◆ **ЗАДАНИЕ 1**:
Оформи строки, которые идут ниже после текста, как таблицу Markdown со столбцами «№» и «Строка». Начни с первой из этих строк, закончи строкой, где есть "POLYGON ((215 135, 215", пустые строки и картинки в ответ не включай.

◆ **ИСХОДНЫЙ ТЕКСТ**:
Как вы думаете, откровенно спрашивая, мог ли бы произнесть такие слова русский европеец? Да никогда в жизни! Он проглотил бы язык свой прежде, чем это произнести; он от деликатности не то что перед Европой, а перед самим собой покраснеет, если только услышит это или прочтет по-русски и у русского. Помилуйте, да как мы смеем... в калашный ряд!.. И "для всего человечества" это мы-то, русские! Да мы еще рылом не вышли для этого, у нас еще рожа крива, чтоб "освобождать человечество". И при этом всё нелиберальные такие мысли: "Россия освобождает народы" - какая нелиберальная мысль!
Вот искреннее мнение русского европейца чистого типа, и он отрубит себе сначала пальцы, чем напишет то же, что и Гладстон. "Гладстону-де можно, пожалуй, так сочинять; он или не понимает ничего в России, или себе на уме сочиняет, для дальнейших целей" - вот что думает европеец. А иные из них, подобрее и погорячее, тут же, пожалуй, прибавят про себя не без гордости: "А ведь мы, русские европейцы, пожалуй что и либеральнее европейских-то европейцев, дальше пошли: кто у нас из трезвых умов заикнется теперь об каком-то "освобождении народов"? Вот ретроградство-то! И Гладстон такие вещи говорит не стыдясь!"
Как это всё назвать, господа? Лакейством или деликатностью перед Европой?
Я всё стою на том, что в европейском периоде нашей истории огромную роль играла деликатность. Ведь из этих европейцев наших так много людей честнейших, смелых, людей чести, хоть и чужой, усвоенной, хоть и не понимаемой, может быть, самим-то рыцарем, потому что всё же это европейская для него тарабарщина, но всё же чести, - людей, которые лично себе на ногу наступить не позволят. Ну как же прямо так-таки и назвать их лакеями? Нет, деликатность заела нас, а не лакейство. Опять-таки, разумеется, перед Европой деликатность: у себя дома мы свое наверстаем.

◆ **СТРОКИ ДЛЯ ОБРАБОТКИ**:

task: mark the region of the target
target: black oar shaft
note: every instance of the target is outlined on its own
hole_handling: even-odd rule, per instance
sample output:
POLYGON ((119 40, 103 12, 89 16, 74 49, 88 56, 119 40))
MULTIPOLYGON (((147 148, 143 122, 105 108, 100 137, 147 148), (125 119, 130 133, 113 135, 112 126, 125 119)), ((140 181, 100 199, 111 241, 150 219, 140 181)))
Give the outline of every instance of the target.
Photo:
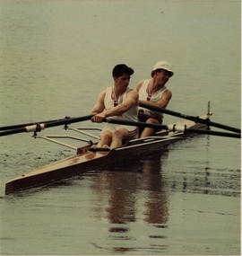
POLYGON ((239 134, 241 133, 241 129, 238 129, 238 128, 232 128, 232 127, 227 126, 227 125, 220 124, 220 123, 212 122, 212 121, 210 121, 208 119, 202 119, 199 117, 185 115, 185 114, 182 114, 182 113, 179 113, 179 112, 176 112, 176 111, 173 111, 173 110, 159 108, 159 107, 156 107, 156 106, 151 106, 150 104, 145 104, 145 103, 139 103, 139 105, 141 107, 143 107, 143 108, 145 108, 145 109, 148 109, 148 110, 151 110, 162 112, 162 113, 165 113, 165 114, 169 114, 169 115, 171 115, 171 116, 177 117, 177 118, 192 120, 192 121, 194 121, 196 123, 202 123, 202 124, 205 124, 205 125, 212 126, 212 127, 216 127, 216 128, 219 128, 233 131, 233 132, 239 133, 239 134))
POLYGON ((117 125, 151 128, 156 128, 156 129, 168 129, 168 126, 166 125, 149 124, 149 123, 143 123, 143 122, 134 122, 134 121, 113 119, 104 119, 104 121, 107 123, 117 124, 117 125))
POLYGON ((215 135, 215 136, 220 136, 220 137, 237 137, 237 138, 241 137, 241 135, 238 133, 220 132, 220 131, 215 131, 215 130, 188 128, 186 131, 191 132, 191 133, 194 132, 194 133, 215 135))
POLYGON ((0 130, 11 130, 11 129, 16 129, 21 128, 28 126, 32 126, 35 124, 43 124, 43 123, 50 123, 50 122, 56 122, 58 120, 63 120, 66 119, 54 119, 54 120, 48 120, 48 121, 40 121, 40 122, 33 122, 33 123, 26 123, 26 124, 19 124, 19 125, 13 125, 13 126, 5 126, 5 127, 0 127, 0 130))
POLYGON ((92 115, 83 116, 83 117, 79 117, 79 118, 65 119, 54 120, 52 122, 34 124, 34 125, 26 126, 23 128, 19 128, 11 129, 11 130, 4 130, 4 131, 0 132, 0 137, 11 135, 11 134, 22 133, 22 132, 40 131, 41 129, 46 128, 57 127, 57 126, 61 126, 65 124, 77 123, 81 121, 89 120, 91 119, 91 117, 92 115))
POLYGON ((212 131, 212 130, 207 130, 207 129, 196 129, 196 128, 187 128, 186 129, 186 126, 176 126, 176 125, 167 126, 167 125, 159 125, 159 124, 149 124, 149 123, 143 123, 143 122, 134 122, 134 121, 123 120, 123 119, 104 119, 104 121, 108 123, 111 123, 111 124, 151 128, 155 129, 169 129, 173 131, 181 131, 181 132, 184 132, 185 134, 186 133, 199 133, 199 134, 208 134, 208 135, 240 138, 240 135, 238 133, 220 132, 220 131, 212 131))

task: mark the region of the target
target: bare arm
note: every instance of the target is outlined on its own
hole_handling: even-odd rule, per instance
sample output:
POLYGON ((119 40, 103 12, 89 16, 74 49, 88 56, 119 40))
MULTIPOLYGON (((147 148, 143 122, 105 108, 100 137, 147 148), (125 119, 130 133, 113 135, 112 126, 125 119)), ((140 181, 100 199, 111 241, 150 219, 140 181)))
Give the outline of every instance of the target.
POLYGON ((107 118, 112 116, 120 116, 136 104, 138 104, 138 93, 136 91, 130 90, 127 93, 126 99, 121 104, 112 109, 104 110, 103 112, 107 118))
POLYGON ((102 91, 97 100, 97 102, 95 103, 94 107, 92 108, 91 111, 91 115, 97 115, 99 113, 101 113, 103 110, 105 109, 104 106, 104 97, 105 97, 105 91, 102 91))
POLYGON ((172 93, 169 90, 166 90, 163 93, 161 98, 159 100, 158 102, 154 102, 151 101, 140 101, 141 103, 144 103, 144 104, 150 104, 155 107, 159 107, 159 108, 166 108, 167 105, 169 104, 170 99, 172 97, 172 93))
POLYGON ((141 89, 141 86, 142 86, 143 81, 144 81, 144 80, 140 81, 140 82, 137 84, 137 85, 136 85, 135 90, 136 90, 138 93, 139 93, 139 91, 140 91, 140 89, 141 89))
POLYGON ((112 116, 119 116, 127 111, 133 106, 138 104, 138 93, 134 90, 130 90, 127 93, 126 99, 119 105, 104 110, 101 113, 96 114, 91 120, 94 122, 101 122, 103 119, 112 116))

◆ **ЗАДАНИЕ 2**:
Обнови фрагмент текста о русских европейцах, начиная со слов "Как это всё" и заканчивая словами "мы свое наверстаем.": замени в нем "Европой" на "Западом".

◆ **ПОЛНЫЙ ОТВЕТ 1**:
| № | Строка |
|---|---|
| 1 | task: mark the region of the target |
| 2 | target: black oar shaft |
| 3 | note: every instance of the target is outlined on its own |
| 4 | hole_handling: even-odd rule, per instance |
| 5 | sample output: |
| 6 | POLYGON ((119 40, 103 12, 89 16, 74 49, 88 56, 119 40)) |
| 7 | MULTIPOLYGON (((147 148, 143 122, 105 108, 100 137, 147 148), (125 119, 130 133, 113 135, 112 126, 125 119)), ((140 181, 100 199, 111 241, 150 219, 140 181))) |
| 8 | Give the outline of every instance of the target. |
| 9 | Photo: |
| 10 | POLYGON ((239 134, 241 133, 241 129, 238 129, 238 128, 232 128, 232 127, 227 126, 227 125, 220 124, 220 123, 212 122, 212 121, 210 121, 208 119, 202 119, 199 117, 185 115, 185 114, 182 114, 182 113, 179 113, 179 112, 176 112, 176 111, 173 111, 173 110, 159 108, 159 107, 156 107, 156 106, 151 106, 150 104, 145 104, 145 103, 139 103, 139 105, 141 107, 143 107, 143 108, 145 108, 145 109, 148 109, 148 110, 151 110, 162 112, 162 113, 165 113, 165 114, 169 114, 169 115, 171 115, 171 116, 177 117, 177 118, 192 120, 192 121, 194 121, 196 123, 202 123, 202 124, 205 124, 205 125, 212 126, 212 127, 216 127, 216 128, 219 128, 233 131, 233 132, 239 133, 239 134)) |
| 11 | POLYGON ((117 125, 151 128, 156 128, 156 129, 168 129, 168 126, 166 125, 149 124, 149 123, 143 123, 143 122, 134 122, 134 121, 113 119, 104 119, 104 121, 107 123, 117 124, 117 125)) |
| 12 | POLYGON ((215 135, 215 136, 220 136, 220 137, 237 137, 237 138, 241 137, 241 135, 238 133, 220 132, 220 131, 215 131, 215 130, 188 128, 186 131, 191 132, 191 133, 194 132, 194 133, 215 135)) |

◆ **ПОЛНЫЙ ОТВЕТ 2**:
Как это всё назвать, господа? Лакейством или деликатностью перед Западом?
Я всё стою на том, что в европейском периоде нашей истории огромную роль играла деликатность. Ведь из этих европейцев наших так много людей честнейших, смелых, людей чести, хоть и чужой, усвоенной, хоть и не понимаемой, может быть, самим-то рыцарем, потому что всё же это европейская для него тарабарщина, но всё же чести, - людей, которые лично себе на ногу наступить не позволят. Ну как же прямо так-таки и назвать их лакеями? Нет, деликатность заела нас, а не лакейство. Опять-таки, разумеется, перед Западом деликатность: у себя дома мы свое наверстаем.